To be done:
Starting at the first of the lines below and going on through the line containing "M217 101L216 101L215", including that line, rewrite them with "green tree" swapped for "pine tree" and nothing else changed. Give only those lines.

Recorded data:
━━━━━━━━━━━━━━━━

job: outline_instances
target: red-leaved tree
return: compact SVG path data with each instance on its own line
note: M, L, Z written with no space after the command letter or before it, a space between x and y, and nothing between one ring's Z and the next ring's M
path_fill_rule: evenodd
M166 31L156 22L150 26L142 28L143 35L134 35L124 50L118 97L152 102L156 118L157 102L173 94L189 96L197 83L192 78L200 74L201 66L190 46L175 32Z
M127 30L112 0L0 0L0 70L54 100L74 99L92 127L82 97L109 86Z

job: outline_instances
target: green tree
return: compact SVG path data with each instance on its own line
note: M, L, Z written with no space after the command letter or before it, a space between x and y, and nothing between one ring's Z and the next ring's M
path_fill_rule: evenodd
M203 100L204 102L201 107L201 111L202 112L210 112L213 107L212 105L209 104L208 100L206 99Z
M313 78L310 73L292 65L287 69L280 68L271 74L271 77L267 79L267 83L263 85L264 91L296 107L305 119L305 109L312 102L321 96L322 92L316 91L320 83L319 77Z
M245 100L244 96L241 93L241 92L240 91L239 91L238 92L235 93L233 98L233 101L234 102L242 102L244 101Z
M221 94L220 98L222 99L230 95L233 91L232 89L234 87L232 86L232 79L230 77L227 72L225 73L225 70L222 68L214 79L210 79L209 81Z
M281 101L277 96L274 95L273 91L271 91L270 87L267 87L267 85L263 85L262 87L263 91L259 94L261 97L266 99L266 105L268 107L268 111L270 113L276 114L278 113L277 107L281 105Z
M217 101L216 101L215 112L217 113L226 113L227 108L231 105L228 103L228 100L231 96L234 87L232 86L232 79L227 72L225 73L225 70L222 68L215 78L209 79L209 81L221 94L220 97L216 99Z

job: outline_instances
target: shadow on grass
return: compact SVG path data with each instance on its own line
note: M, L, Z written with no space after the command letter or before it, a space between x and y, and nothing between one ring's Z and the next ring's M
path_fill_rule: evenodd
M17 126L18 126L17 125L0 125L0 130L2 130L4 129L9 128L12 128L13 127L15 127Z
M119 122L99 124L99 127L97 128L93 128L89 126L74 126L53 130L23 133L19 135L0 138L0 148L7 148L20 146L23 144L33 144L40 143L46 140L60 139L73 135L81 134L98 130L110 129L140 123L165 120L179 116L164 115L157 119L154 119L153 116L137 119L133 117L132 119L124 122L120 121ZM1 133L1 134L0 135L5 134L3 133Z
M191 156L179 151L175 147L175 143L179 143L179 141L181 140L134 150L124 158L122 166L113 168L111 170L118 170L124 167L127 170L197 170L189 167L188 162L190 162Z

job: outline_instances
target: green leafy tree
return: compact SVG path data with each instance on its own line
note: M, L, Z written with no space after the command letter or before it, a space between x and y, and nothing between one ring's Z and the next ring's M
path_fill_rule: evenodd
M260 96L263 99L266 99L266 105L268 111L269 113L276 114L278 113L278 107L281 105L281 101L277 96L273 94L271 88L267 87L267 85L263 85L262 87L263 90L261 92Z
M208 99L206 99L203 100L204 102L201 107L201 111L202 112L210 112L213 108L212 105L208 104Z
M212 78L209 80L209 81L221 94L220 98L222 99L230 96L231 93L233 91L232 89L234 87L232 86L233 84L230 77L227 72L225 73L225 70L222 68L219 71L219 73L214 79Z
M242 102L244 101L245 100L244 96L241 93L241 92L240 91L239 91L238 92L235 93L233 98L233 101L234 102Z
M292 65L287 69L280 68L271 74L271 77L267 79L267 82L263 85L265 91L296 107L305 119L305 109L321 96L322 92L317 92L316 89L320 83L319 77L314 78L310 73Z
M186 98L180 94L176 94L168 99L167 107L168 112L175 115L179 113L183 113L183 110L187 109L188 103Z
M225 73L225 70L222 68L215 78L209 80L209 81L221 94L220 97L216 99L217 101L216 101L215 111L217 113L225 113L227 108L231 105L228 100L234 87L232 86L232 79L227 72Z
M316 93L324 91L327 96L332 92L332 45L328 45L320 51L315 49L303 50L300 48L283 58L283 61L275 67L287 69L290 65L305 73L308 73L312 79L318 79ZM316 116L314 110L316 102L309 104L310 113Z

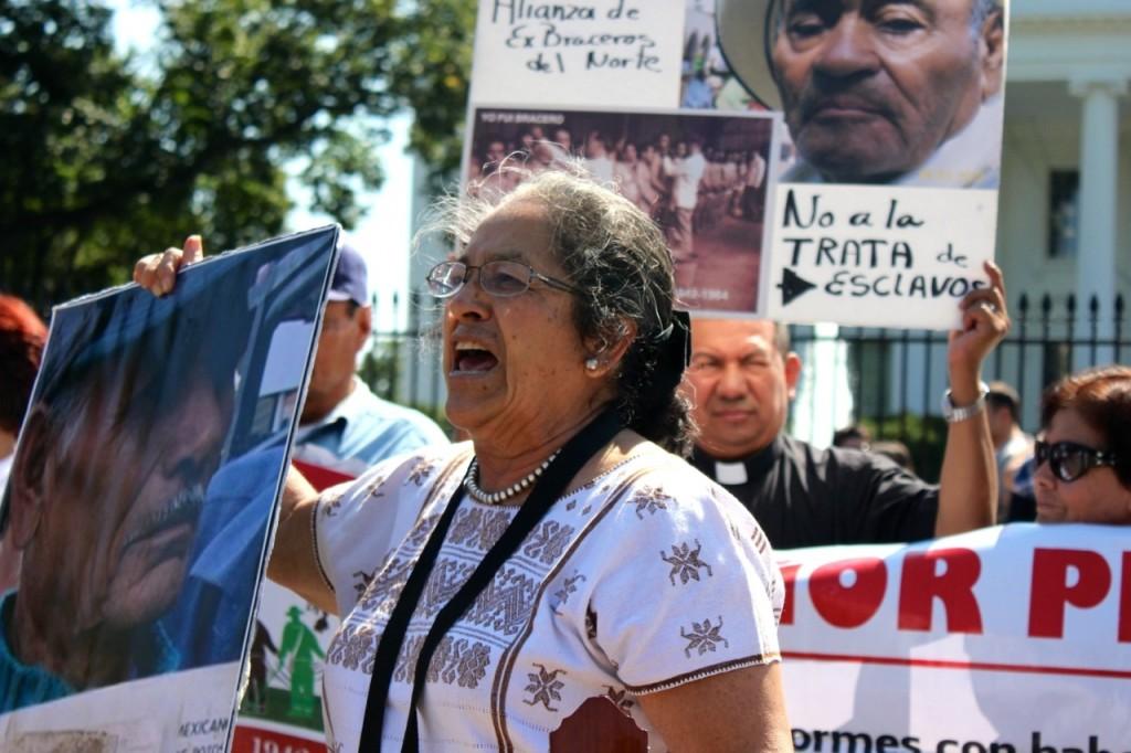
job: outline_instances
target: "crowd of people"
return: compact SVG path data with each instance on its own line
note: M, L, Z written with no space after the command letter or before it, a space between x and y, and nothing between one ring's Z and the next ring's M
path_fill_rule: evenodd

━━━━━━━━━━━━━━━━

Answer to this task:
job: outline_instances
target: red-leaved tree
return: compact SVG path data with each instance on its own line
note: M, L, Z written with no space after the command letter or before it, a space between x and y, and nothing between one ring's Z and the next ring's M
path_fill_rule: evenodd
M166 31L156 22L150 26L142 28L143 35L134 35L124 50L118 97L152 102L156 118L157 102L173 94L189 96L197 83L192 78L200 74L201 66L190 46L175 32Z
M127 30L112 0L0 0L0 70L54 100L74 99L92 127L82 97L109 86Z

job: outline_instances
target: pine tree
return: compact SVG path data with each instance on its own line
note: M, L, Z written with no space after the command letter or before it, a space between x and y, and nothing between one ring's Z and the next ring's M
path_fill_rule: evenodd
M203 100L204 102L201 107L201 111L202 112L210 112L213 107L212 105L209 104L208 100L206 99Z
M313 78L310 73L292 65L287 69L280 68L271 74L271 77L267 79L267 83L263 85L264 91L296 107L305 119L305 109L312 102L321 96L322 92L316 91L320 83L319 77Z
M245 100L244 96L241 93L241 92L240 91L239 91L238 92L235 93L233 98L233 101L234 102L242 102L244 101Z
M221 94L220 98L222 99L230 95L233 91L232 89L234 87L232 86L232 79L230 77L227 72L225 73L225 70L222 68L214 79L210 79L209 81Z
M281 101L277 96L274 95L273 91L271 91L270 87L267 87L267 85L263 85L262 87L263 91L259 94L261 97L266 99L266 105L268 107L268 111L270 113L276 114L278 113L277 107L281 105Z
M217 101L216 101L215 112L217 113L226 113L227 108L231 105L228 103L228 100L231 96L234 87L232 86L232 79L227 72L225 73L225 70L222 68L215 78L209 79L209 81L221 94L220 97L216 99Z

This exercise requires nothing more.